• **GOAL 1**
Render every line of the point-coordinate entries below as a JSON list of strings, one string per line, with blank lines dropped and the pictures left out.

• **EXTRACT TO READ**
Henry Prince of Wales. After Isaac Oliver.

You wouldn’t believe what you can learn at Oxford. I arrived on July 7 for the philosophy of politics starring John Stuart Mill, Kant, Locke, John Rawls and Isaiah Berlin, and left July 13 with theorems for Male Harem management. Studies began at breakfast in the great hall of Wadham College, my 17C private fortress.  Every morning as I feasted on eggs, beans, bacon, Weetabix, marmalade and toast (praise the Brits for resolutely sorting toast in those clever wire racks) a character out of Alice in Wonderland would come by at 8:45 sharp and ask me with crisp politeness if I had everything I needed before she closed the kitchen. And I would glance up at the imposing portraits of formidable men in lacey ruffs and puffy sleeves, painted at a time when it meant something to be a big swinging dick, and reply, “Yes thank you, I have everything I need.”

When it comes to going solo, I’m not alone. More than 50% of American adults are now single – about 17 million women to 14 million men – says NYU Sociology Professor, Eric Klineberg, in Going Solo. And while as expected, the majority (over 15 million) are 35 to 64, the fastest growing group is 18 to 34 (now at 5 million from 500,000 in 1950).

What are they all doing detached? According to Klineberg, the twenty to thirties set is aspiring to a “second adolescence.” The thirty to forty-somethings are enjoying the ”benefits (personal, social, and sexual) of living alone.” The divorced aren’t sprinting to the next connubial holy grail. And as for the worn out comment that women desperately flail in a sea of single men – the latest census reports that women now make up the majority of undergraduate students and those who earn a bachelor’s degree, along with a third of lawyers, judges, physicians, and surgeons – a leap from the previous generation. They’re putting off marriage and pursuing careers.

• **GOAL 2**
Continue the essay about going solo, starting after its final sentence.

• **INPUT RECORDS**
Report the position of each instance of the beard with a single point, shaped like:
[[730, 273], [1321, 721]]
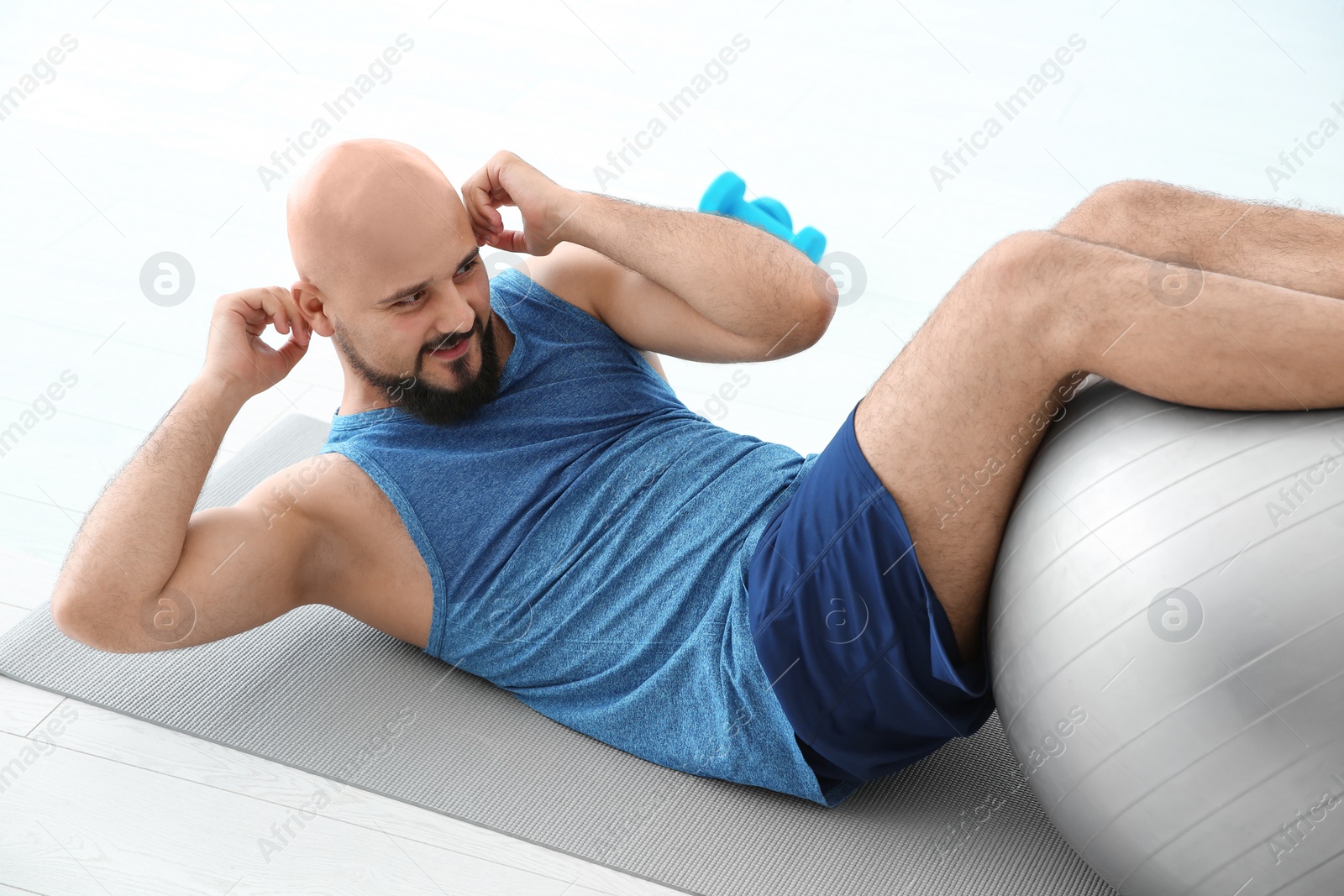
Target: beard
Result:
[[433, 403]]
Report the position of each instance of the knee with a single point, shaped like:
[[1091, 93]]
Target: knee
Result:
[[1116, 207], [1023, 278]]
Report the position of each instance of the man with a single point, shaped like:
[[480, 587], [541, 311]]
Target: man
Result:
[[510, 485]]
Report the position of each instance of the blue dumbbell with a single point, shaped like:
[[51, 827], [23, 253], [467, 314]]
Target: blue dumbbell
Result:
[[726, 196]]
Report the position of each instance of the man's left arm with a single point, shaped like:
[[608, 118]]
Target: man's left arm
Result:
[[691, 285]]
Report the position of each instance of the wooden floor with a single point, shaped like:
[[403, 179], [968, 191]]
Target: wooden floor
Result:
[[150, 134]]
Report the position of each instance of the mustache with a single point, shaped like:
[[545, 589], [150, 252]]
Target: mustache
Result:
[[454, 338]]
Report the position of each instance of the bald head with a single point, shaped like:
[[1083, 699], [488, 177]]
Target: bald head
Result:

• **EXERCISE RESPONSE 1**
[
  "Report the position of each instance of the beard with a single point, shaped like:",
  "[[730, 273], [1321, 721]]",
  "Target: beard",
  "Result:",
  "[[433, 403]]",
  "Report the position of each instance of the knee with a single point, shaped like:",
  "[[1091, 93]]",
  "Target: knee",
  "Result:",
  "[[1116, 207], [1023, 278]]",
  "Report the position of each instance of the man with a single point, shaped like:",
  "[[480, 587], [541, 311]]",
  "Target: man",
  "Result:",
  "[[510, 485]]",
  "Report the position of each instance of the blue dumbbell with a single point, shaped like:",
  "[[51, 827], [23, 253], [467, 314]]",
  "Target: blue dumbbell",
  "Result:",
  "[[726, 196]]",
  "Report the position of each instance of the man's left arm with a single point, shaped like:",
  "[[608, 118]]",
  "Target: man's left arm",
  "Result:",
  "[[691, 285]]",
  "Report the position of each instance of the wooden floor with a single point, shaped like:",
  "[[403, 179], [968, 191]]",
  "Target: wooden floor",
  "Result:",
  "[[150, 134]]",
  "Report the position of each instance of the mustache with a single point, shaped like:",
  "[[545, 589], [150, 252]]",
  "Target: mustache",
  "Result:",
  "[[454, 338]]",
  "Report the position of each instance of the bald head with a single point, shaped like:",
  "[[1083, 699], [488, 177]]",
  "Target: bald head",
  "Result:"
]

• **EXERCISE RESPONSE 2**
The idea that living solo is not a default but a choice is in the ethos. It’s surfacing in popular blogs like quirkyalone.com, SingularCity for upscale urbanites, and Yale/Princeton graduate Nicky Grist’s Alternatives to Marriage Project. In books like Singled Out: How Singles Are Stereotyped, Stigmatized, and Ignored, and Still Live Happily Ever After by Harvard PhD psychologist Bella DePaulo.

Back at Oxford, my Male Harem tutorial proceeded after morning classes spent filleting the finer points of liberty, equality and fraternity, when every afternoon, I wandered the city. I snooped among arcane anthropological finds at the Pitt Rivers Museum, splurged on bijoux at The Lebanese Store of Cheap Bling, inhaled the musty redolence of a book store crammed with second-hand books, picked up souvenirs at an off-beat stationary shop, and hung out for hours at a funky student café.

Lane in Oxford: By Doc Searls (Flickr)

Lane in Oxford: By Doc Searls (Flickr)

Yes, there was camaraderie in the mix of Brazilian, French, Australian, Norwegian, Irish, Japanese, Canadian, and American curious minds who had signed up for The Oxford Experience. Evenings were shared at a croquet match on Christ Church lawn, pub crawls, and a rigorous single malt scotch tasting event. But after spending time with these impeccable strangers I’d head back to my monk’s cell. I’d make my way between pools of light down empty shuttered passages until The King’s Arms, a popular pub next door to Wadham would explode out of the holy silence, scholars spilling onto the street, their hilarity ricocheting against Oxford’s venerable dreaming spires.

Passing that scene every night, I was content to be a satellite hovering by. Happy for the quiet of my room and the metal bedside lamp that, if properly contorted, shed a corner of light on the book I read until sleep came, and then morning, and breakfast with the puffy sleeves.

On the day of my departure, I dropped off my suitcase at the porter’s office and took a detour before my last breakfast in the great hall. Through a dim crusty archway at the far end of the quad, I entered Wadham’s private park. Not a soul interrupted the sweep of manicured lawn and courtly trees poised in fragile light. Not a leaf stirred. The stillness was profound. Hundreds of mornings had happened here, hundreds would follow, but this one was all mine.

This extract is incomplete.